Assignment 1 =>
Decide whether each of the statements below agrees with the passage on police conduct. Answer yes or no for each and quote the deciding words of the passage. (a) The passage places Alin Coman in the Department of Psychology at Princeton University. (b) The passage defines criminals by the fact that they break the law and commit crimes. (c) The passage describes the Somali people who suffer these acts as armed.

I don’t know what security chiefs were told but it looks like they now have the free will to invent operations that are of the most abusive and corrupt nature; “security measures” that mean Police Inspector General David Kimaiyo can wake up one day, utter some nondescript traffic act and make an illegal declaration on personal vehicles and tinted windows.
The fact that the law enforcers are so willing to break the law while claiming to be fighting crime would be laughable were it not so devastating. Criminals are defined by the simple fact that they break the law and commit crimes. What then is the difference between the police and the criminal if both commit crimes and both break the law?
It’s just so acceptable to all the other ethnicities that those members of the police service and security apparatus, people who are your own tribesmen can and do the most horrendous acts upon unarmed innocent Somali people.
The justification of atrocities committed by in-group members is a psychological phenomenon studied and documented by Alin Coman from the Department of Psychology, Princeton University.

Information given =>
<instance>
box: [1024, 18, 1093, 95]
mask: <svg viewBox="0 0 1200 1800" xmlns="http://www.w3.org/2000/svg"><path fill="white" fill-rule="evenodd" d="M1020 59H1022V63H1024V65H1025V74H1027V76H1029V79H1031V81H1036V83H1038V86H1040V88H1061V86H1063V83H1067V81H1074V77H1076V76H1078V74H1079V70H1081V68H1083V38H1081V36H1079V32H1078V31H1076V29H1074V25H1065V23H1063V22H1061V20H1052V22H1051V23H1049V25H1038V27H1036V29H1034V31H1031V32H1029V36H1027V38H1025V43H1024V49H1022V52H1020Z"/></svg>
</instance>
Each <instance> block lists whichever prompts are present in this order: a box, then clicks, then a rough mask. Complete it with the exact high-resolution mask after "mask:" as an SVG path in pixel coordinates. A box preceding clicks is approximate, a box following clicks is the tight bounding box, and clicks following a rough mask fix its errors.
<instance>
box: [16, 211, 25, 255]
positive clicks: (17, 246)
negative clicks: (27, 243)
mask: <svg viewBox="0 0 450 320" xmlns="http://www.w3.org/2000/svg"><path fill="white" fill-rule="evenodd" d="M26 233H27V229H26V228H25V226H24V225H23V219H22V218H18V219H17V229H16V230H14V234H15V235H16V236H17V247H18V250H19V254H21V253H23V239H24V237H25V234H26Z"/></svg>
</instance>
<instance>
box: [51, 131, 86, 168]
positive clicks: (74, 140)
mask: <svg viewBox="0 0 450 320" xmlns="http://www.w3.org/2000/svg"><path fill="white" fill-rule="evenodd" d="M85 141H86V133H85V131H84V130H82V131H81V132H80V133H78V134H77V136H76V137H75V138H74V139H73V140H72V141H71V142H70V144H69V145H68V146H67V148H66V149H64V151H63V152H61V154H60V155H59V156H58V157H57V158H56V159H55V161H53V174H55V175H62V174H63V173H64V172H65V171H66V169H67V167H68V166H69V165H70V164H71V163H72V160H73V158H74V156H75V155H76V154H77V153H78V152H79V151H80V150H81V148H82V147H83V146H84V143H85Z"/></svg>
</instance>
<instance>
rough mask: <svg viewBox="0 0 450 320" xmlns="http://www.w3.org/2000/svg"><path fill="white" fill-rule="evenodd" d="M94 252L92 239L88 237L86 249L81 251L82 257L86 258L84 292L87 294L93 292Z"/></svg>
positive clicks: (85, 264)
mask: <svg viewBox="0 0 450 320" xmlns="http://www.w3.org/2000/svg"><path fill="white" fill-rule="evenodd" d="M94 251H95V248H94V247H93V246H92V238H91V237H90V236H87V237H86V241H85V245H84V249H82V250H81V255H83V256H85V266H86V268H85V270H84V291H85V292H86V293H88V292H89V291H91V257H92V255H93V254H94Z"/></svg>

Assignment 2 =>
Extract every line of the entries above that contains the string "positive". Case counts.

Exercise result 1 =>
(a) Yes: "Alin Coman from the Department of Psychology, Princeton University"
(b) Yes: "Criminals are defined by the simple fact that they break the law and commit crimes."
(c) No: "unarmed innocent Somali people"

Exercise result 2 =>
positive clicks: (17, 246)
positive clicks: (74, 140)
positive clicks: (85, 264)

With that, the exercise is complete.